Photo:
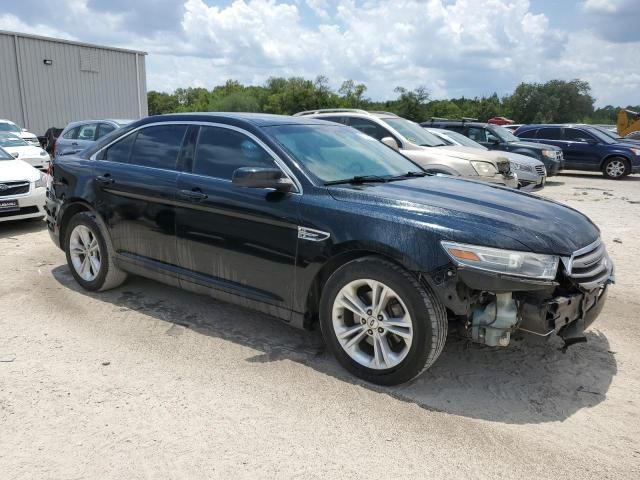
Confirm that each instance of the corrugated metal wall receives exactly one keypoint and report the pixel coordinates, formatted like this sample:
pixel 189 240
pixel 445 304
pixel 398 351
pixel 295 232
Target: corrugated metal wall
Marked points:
pixel 82 82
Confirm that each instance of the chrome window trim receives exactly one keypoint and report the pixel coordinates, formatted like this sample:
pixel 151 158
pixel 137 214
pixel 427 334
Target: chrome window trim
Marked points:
pixel 278 161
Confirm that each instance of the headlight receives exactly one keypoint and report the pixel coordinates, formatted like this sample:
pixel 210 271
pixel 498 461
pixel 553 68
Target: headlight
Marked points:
pixel 484 169
pixel 42 181
pixel 519 166
pixel 509 262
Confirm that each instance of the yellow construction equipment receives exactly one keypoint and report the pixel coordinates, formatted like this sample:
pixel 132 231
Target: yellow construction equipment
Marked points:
pixel 627 125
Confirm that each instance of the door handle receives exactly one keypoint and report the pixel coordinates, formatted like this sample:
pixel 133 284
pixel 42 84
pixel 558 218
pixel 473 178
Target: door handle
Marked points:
pixel 105 179
pixel 192 195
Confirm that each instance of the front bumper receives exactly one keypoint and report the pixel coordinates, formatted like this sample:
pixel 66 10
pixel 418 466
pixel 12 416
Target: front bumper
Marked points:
pixel 565 315
pixel 31 205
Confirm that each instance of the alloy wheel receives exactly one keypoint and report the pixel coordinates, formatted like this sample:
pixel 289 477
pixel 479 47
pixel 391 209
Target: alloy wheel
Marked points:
pixel 372 324
pixel 616 168
pixel 84 250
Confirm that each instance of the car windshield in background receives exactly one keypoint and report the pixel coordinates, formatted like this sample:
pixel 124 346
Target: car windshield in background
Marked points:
pixel 10 140
pixel 333 153
pixel 9 127
pixel 4 155
pixel 503 134
pixel 414 132
pixel 603 137
pixel 463 140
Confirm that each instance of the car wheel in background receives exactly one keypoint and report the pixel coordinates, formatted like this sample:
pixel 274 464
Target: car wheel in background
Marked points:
pixel 615 168
pixel 379 321
pixel 88 256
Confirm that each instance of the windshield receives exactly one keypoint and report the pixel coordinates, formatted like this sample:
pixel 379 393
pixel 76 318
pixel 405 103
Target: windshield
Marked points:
pixel 10 140
pixel 462 140
pixel 414 132
pixel 9 127
pixel 330 153
pixel 4 155
pixel 502 133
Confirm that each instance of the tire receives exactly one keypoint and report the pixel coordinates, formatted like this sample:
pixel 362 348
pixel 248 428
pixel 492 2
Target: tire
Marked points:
pixel 104 274
pixel 363 353
pixel 615 168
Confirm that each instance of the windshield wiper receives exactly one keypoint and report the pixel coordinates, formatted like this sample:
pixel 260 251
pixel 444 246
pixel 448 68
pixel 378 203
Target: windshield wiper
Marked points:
pixel 409 175
pixel 358 179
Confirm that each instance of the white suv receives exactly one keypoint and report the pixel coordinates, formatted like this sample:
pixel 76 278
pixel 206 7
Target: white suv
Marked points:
pixel 7 126
pixel 22 189
pixel 424 148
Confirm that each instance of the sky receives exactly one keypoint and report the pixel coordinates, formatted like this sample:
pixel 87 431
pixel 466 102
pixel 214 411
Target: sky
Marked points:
pixel 453 47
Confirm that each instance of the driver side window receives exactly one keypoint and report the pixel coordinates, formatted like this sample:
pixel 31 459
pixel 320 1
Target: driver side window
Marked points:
pixel 220 151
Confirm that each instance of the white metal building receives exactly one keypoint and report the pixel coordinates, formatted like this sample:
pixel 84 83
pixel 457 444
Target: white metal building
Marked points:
pixel 47 82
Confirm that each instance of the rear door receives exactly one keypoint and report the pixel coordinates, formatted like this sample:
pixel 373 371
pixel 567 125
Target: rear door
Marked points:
pixel 239 240
pixel 135 193
pixel 580 149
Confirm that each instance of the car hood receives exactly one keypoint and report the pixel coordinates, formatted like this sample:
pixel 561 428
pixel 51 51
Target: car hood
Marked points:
pixel 533 145
pixel 467 153
pixel 473 212
pixel 16 170
pixel 26 151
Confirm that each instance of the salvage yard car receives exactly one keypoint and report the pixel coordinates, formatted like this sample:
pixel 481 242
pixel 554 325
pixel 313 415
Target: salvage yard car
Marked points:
pixel 22 189
pixel 587 148
pixel 319 224
pixel 496 137
pixel 427 150
pixel 531 172
pixel 18 148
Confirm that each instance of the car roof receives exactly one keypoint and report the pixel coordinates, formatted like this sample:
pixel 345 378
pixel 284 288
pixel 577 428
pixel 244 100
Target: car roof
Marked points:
pixel 255 119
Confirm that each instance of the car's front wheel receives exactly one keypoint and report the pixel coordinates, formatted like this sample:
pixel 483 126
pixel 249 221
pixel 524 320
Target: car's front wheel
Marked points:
pixel 88 256
pixel 379 321
pixel 615 168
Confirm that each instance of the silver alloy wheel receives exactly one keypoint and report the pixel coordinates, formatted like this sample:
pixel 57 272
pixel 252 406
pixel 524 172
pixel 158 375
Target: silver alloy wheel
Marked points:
pixel 372 324
pixel 84 251
pixel 616 168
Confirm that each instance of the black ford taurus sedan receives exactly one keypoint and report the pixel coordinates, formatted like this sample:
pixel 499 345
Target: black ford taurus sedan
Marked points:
pixel 317 223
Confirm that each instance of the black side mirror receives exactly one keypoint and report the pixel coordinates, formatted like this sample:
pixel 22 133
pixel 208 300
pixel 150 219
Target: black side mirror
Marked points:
pixel 255 177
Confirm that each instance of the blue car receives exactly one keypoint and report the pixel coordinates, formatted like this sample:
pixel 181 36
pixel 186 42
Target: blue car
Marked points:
pixel 587 148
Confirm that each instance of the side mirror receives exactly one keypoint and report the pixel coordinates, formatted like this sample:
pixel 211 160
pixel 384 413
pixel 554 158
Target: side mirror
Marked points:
pixel 254 177
pixel 390 142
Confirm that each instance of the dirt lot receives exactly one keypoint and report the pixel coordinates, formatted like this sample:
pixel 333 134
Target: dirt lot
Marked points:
pixel 147 381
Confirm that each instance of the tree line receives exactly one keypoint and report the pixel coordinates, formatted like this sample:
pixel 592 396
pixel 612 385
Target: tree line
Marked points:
pixel 556 101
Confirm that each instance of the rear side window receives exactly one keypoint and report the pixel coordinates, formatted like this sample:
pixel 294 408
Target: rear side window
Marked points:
pixel 550 133
pixel 220 151
pixel 120 151
pixel 87 132
pixel 71 134
pixel 527 134
pixel 103 129
pixel 158 146
pixel 575 135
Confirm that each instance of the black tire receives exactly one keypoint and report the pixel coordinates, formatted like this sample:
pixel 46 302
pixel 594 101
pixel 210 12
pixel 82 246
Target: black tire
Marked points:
pixel 109 275
pixel 428 317
pixel 615 168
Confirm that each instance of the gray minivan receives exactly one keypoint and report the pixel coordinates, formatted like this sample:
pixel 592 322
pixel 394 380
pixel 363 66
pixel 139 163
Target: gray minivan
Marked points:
pixel 80 135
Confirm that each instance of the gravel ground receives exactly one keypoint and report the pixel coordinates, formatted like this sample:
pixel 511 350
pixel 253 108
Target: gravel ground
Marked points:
pixel 147 381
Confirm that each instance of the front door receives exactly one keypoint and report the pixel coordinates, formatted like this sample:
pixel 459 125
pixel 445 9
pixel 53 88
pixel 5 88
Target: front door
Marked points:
pixel 239 240
pixel 135 182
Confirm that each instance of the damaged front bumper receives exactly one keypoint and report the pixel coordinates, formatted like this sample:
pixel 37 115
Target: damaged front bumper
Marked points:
pixel 491 307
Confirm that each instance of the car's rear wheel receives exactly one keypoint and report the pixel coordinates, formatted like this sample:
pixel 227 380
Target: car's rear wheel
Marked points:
pixel 616 168
pixel 380 322
pixel 88 256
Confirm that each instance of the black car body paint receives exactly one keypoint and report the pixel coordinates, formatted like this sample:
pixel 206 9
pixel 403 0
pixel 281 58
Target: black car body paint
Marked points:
pixel 272 251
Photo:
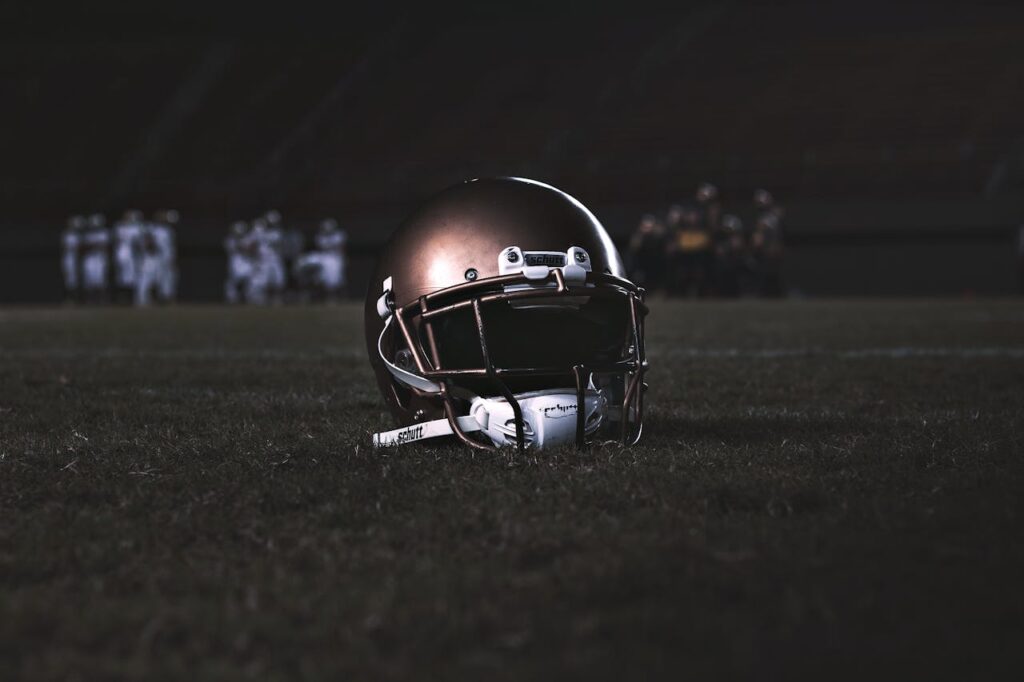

• [Work to be completed]
Starting at the beginning of the items and ending at the line that contains "pixel 84 250", write those lines out again with "keypoint" swapped for "marker" and nothing else changed. Leave the pictures out of your answer.

• [Task answer]
Photo:
Confirm that each instance of the corrugated metal wall receives exactly one marker and report the pixel coordinates, formatted like this sample:
pixel 189 240
pixel 445 304
pixel 398 351
pixel 295 232
Target: corrugated metal wall
Marked points:
pixel 82 82
Confirm that each instance of the chrome window trim receives exactly one marker and report the pixel coordinates, formatted like this sample:
pixel 151 158
pixel 137 214
pixel 427 334
Target: chrome window trim
Marked points:
pixel 278 161
Confirm that each instance of the headlight receives exactly one marker and report the pixel coordinates, formatted like this sample:
pixel 210 271
pixel 498 461
pixel 553 68
Target: headlight
Marked points:
pixel 484 169
pixel 42 181
pixel 519 166
pixel 509 262
Confirm that each instance of the yellow construction equipment receives exactly one marker and report the pixel coordinates, formatted like this sample:
pixel 132 231
Target: yellow construction equipment
Marked points:
pixel 627 125
Confirm that each instance of the door handle receives exactly one marker and report the pixel coordinates, formatted like this sample:
pixel 133 284
pixel 42 84
pixel 558 218
pixel 473 178
Target: door handle
Marked points:
pixel 105 179
pixel 192 195
Confirm that each instance of the front bumper receives exactly one marker and report the pixel coordinates, formatted like this sample:
pixel 66 10
pixel 418 466
pixel 12 416
Target: front bumper
Marked points:
pixel 565 315
pixel 31 205
Confirm that each instance of the alloy wheel receives exactly one marker and report the pixel coordinates, formatted like this sample:
pixel 289 477
pixel 479 47
pixel 391 209
Target: alloy wheel
Marked points:
pixel 372 324
pixel 616 168
pixel 84 250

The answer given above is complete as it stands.